*Activity:* Work through the data and say how many lines contain "pixel". The number alone is the answer.

-.-.-

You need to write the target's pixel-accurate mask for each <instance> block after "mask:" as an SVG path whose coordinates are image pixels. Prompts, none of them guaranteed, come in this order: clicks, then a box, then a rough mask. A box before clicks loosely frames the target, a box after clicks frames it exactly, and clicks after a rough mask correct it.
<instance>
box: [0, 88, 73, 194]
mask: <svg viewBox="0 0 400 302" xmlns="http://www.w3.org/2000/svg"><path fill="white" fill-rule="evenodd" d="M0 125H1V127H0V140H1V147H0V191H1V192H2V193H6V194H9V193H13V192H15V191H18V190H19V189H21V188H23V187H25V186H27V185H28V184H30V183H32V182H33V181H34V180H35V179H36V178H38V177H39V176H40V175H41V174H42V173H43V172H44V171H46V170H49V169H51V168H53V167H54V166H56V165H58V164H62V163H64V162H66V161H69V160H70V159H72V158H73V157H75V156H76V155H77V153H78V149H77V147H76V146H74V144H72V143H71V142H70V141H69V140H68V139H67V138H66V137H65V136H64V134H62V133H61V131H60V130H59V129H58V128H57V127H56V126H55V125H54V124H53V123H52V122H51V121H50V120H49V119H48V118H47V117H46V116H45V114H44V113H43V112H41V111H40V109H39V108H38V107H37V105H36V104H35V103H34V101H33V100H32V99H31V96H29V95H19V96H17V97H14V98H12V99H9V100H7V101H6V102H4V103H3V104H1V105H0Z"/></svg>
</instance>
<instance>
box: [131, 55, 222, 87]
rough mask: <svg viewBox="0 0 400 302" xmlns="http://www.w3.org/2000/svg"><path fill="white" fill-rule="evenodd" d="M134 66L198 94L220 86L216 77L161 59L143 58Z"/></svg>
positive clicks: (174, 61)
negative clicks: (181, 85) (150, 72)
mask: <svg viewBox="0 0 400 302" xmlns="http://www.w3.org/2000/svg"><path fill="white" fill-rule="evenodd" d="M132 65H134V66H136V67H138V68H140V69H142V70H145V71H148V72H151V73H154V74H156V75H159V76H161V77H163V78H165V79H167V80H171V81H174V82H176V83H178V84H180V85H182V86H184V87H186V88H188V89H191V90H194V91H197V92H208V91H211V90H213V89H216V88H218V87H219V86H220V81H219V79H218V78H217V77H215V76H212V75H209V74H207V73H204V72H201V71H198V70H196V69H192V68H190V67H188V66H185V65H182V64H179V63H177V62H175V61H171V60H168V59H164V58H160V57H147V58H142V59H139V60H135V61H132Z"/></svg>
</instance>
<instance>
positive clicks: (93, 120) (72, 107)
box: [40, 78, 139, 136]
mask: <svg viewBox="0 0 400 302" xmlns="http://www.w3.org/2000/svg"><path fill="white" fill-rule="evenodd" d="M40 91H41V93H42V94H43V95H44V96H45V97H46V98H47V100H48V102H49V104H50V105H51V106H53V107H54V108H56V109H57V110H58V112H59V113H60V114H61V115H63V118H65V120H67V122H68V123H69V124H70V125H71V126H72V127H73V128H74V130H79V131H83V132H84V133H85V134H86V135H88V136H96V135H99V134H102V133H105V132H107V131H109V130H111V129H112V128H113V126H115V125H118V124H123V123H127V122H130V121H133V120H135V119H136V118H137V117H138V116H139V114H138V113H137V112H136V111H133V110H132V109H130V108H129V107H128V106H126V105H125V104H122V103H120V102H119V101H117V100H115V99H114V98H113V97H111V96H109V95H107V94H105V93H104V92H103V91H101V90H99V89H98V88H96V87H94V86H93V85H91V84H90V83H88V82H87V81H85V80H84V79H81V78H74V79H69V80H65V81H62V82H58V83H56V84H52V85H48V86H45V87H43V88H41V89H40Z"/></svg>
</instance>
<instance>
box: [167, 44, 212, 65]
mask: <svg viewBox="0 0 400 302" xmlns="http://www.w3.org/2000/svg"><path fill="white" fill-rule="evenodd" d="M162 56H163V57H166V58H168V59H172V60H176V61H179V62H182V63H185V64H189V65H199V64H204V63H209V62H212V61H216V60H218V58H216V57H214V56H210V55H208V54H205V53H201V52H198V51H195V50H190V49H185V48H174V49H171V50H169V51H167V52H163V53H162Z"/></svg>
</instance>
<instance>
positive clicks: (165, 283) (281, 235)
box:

-.-.-

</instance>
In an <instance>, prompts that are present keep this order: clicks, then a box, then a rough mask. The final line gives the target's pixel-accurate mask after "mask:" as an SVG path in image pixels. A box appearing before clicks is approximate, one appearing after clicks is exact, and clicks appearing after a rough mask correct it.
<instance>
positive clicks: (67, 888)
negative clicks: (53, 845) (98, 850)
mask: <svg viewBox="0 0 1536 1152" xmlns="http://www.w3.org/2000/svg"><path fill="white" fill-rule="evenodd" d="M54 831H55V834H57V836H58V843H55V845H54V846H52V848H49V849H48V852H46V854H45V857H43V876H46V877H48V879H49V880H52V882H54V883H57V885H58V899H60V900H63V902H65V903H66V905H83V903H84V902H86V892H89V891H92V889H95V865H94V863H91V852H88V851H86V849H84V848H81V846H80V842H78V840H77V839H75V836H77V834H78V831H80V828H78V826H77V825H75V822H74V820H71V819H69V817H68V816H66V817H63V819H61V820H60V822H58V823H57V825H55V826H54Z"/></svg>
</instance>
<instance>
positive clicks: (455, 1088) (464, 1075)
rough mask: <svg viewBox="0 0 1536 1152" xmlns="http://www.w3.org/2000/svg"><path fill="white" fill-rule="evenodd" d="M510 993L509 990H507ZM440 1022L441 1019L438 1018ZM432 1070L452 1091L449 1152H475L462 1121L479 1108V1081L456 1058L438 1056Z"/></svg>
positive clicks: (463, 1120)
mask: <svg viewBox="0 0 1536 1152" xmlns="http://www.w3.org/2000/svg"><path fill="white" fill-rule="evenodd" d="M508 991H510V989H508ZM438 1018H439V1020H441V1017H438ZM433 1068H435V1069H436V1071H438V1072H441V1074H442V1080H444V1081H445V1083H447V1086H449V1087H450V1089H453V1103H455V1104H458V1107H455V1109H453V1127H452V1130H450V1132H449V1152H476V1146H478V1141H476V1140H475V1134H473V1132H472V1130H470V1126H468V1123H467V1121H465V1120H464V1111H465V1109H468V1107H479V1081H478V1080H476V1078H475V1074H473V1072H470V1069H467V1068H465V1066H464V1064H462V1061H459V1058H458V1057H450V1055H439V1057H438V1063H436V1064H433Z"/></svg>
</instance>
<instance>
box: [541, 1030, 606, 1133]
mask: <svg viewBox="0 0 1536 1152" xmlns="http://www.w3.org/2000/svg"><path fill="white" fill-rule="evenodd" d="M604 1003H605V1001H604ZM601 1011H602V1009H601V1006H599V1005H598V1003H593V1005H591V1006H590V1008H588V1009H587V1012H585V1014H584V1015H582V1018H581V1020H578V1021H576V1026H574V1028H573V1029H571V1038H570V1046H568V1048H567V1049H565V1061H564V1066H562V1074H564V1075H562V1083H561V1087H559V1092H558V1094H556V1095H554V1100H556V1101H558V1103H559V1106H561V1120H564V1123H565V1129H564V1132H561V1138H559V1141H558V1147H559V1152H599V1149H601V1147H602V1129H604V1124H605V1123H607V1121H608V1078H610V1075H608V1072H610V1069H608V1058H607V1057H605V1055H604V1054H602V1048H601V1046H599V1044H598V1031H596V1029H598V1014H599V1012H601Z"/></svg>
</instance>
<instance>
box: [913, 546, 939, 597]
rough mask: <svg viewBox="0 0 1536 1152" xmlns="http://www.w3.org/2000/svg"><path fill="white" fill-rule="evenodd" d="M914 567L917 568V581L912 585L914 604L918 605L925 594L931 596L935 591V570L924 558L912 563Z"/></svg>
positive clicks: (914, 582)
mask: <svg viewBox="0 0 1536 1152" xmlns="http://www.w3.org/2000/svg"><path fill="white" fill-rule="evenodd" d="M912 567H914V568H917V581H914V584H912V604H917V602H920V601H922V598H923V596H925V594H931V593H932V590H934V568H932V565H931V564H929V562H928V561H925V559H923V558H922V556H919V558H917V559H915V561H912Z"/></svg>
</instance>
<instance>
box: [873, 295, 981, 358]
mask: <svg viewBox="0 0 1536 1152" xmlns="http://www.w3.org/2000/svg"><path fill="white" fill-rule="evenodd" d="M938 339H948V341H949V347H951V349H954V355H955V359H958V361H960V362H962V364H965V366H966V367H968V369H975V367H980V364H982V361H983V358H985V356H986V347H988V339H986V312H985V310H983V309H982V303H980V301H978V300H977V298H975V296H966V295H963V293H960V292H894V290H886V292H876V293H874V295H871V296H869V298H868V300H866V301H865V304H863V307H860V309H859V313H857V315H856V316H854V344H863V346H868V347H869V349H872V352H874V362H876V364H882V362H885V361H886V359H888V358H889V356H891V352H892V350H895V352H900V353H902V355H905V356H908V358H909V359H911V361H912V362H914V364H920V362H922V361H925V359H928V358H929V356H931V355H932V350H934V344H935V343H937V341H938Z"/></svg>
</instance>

-.-.-

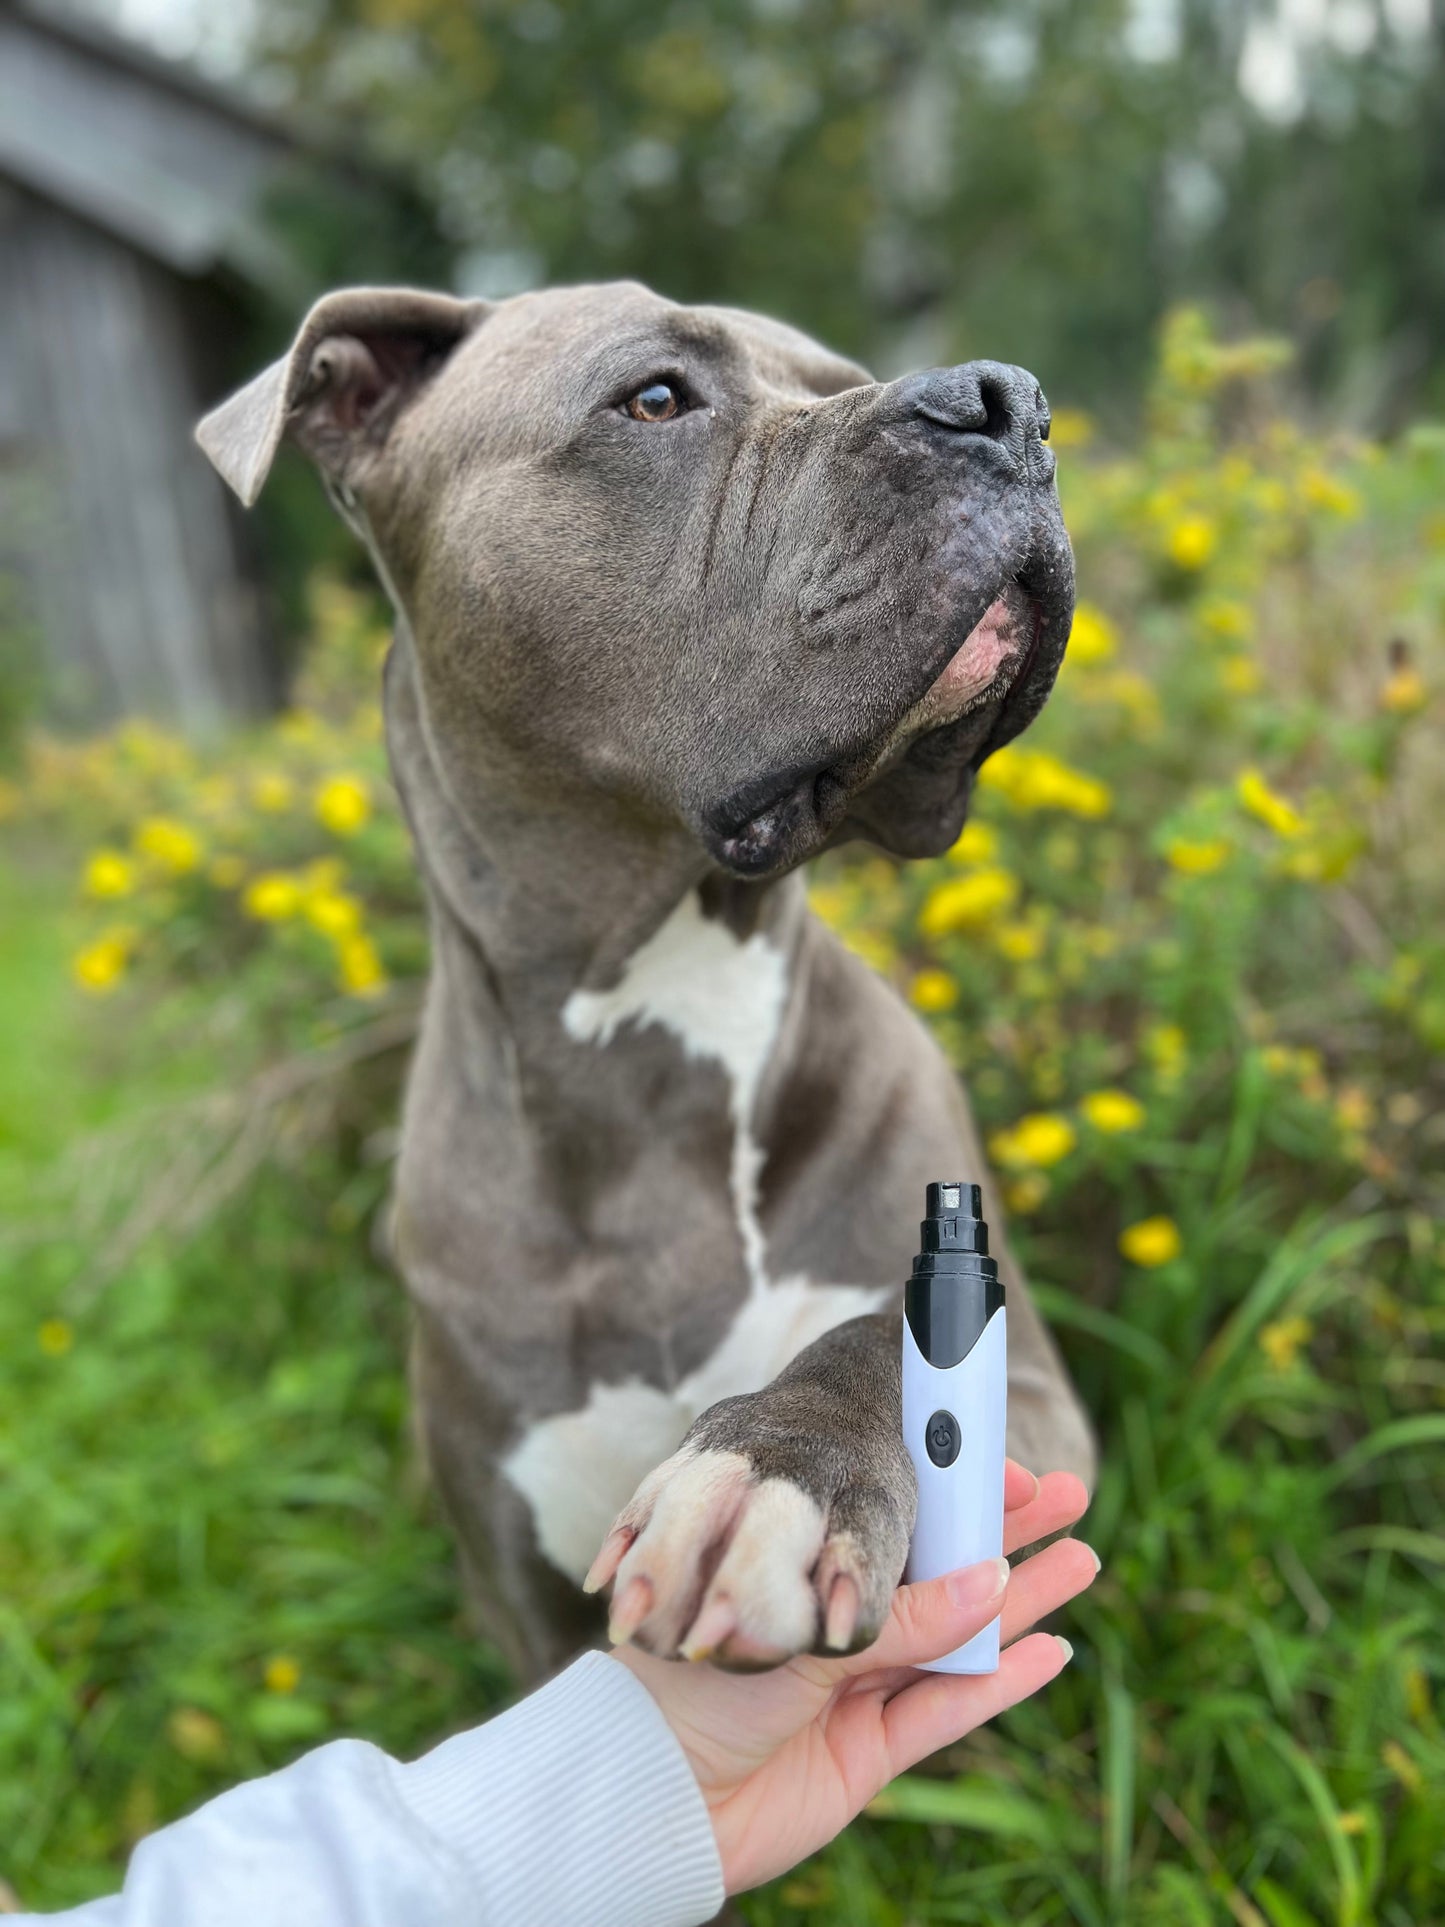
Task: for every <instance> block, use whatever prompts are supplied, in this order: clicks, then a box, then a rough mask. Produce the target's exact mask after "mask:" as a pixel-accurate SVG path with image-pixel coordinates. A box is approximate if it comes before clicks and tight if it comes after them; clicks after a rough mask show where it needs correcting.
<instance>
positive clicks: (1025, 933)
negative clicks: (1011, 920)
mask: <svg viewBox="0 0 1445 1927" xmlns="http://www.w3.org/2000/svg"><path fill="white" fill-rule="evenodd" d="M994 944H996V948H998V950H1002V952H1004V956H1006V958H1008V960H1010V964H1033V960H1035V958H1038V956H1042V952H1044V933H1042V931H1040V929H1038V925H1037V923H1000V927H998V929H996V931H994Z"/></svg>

-.-.-

*Written response:* 3